++++ Records to process ++++
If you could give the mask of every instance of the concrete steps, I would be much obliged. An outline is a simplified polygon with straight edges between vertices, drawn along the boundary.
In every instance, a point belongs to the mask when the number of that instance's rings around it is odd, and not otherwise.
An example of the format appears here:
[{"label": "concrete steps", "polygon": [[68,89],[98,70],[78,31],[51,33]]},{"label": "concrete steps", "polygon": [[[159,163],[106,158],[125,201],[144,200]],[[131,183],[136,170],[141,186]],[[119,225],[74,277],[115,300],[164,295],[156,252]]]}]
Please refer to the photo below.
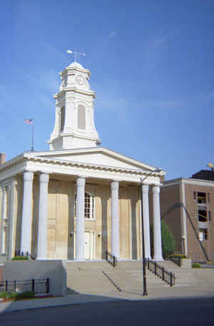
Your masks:
[{"label": "concrete steps", "polygon": [[[119,261],[115,268],[106,261],[68,262],[66,265],[69,294],[108,293],[118,291],[116,285],[123,292],[142,291],[143,272],[141,261]],[[146,278],[148,290],[169,287],[148,270]]]}]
++++
Instructions for the task -
Write out the entry above verbatim, from its first line through its final answer, leaving out the picture.

Correct output -
If you could give the mask of every instance of the concrete steps, I would be much obliged. An outline is a simplified polygon with straight edges between vertices, drawn along the boundary.
In every instance, a point belongs to the mask when the number of that instance's rings around it is odd, and not otherwise.
An example of the format appears here:
[{"label": "concrete steps", "polygon": [[68,89],[98,70],[78,31],[51,33]]},{"label": "concrete steps", "polygon": [[[159,163],[106,158],[125,201],[144,200]],[[131,183],[136,170],[141,186]],[[119,225],[74,277],[115,300],[164,295],[156,252]]]}]
Please refer to the photo below.
Your masks:
[{"label": "concrete steps", "polygon": [[[119,261],[115,268],[106,261],[68,262],[66,265],[69,294],[108,293],[118,291],[116,285],[123,292],[142,291],[143,272],[141,261]],[[146,278],[148,290],[169,287],[148,270]]]}]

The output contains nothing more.